WORK TO BE COMPLETED: Reproduce word for word the lines below that begin with the line containing "Examine the image and locate every instance of volkswagen" and end with the line containing "[88,372,112,402]", including both of those lines.

DATASET:
=======

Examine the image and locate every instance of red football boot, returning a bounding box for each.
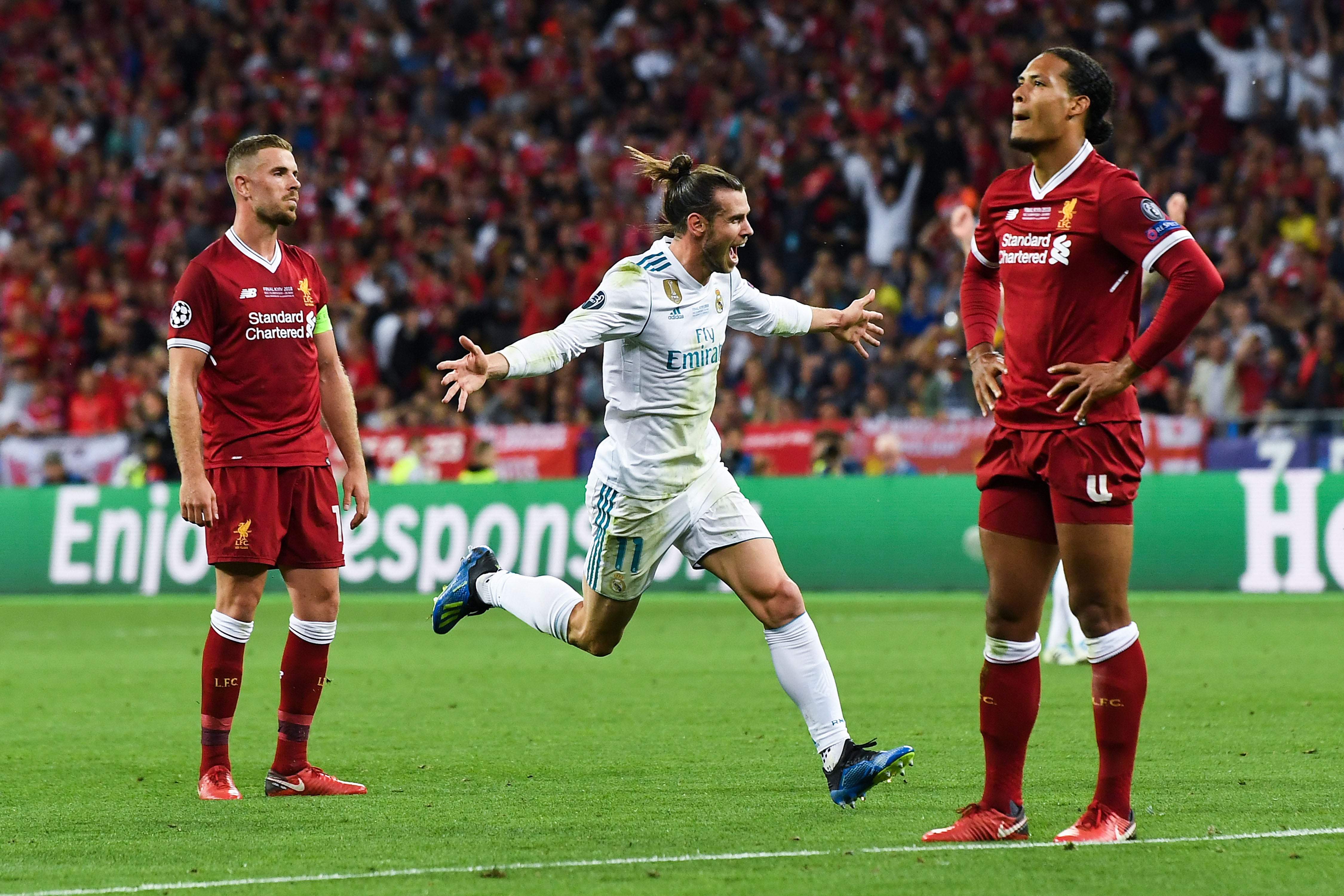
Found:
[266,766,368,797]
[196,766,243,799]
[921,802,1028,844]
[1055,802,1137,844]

=======

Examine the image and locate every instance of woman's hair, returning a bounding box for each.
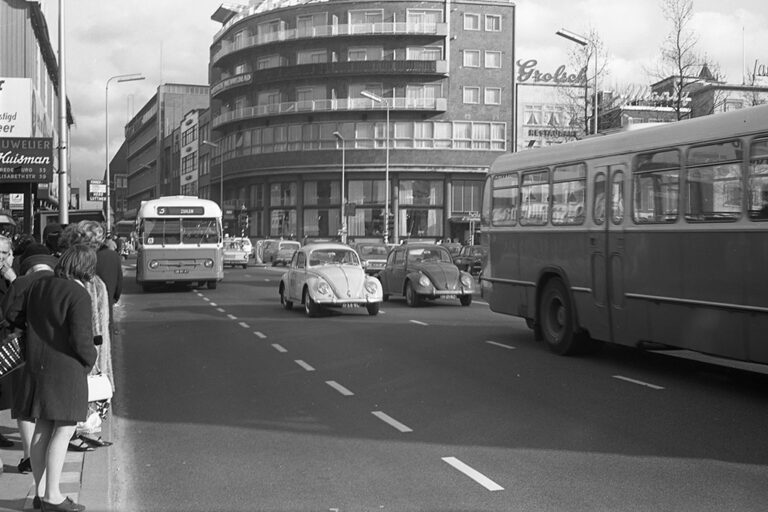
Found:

=======

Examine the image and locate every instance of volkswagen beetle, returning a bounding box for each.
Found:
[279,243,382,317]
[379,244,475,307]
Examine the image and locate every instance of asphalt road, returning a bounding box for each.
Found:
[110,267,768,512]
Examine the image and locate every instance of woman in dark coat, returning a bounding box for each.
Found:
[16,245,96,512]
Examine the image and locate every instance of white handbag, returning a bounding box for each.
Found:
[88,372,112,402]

=======

TASK OUTPUT:
Examine the image and locate every instance of volkswagen beetle, returning a bounding box for each.
Found:
[279,243,382,317]
[379,244,475,307]
Examine the image and locate every instance of asphalt road, returning a bounding box for each.
Found:
[110,267,768,512]
Examine the image and locate every instance of woman in dark coat, returning a bounding box for each.
Found:
[16,245,96,512]
Examine the image and locate every instance of white handbag, returning a bounding box for each.
Found:
[88,372,112,402]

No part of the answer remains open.